--- Task brief ---
Reproduce each of the records below word for word, with no changes at all.

--- Data supplied ---
------------------------------------------------------------------------
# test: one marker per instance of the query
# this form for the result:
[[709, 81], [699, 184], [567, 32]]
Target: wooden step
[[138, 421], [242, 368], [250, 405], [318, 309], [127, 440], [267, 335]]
------------------------------------------------------------------------
--- Answer to the problem ---
# test: one marker per instance of the query
# this form for the result:
[[709, 81], [699, 184], [567, 32]]
Target: wooden step
[[138, 421], [242, 368], [250, 405], [318, 309], [127, 440], [267, 335]]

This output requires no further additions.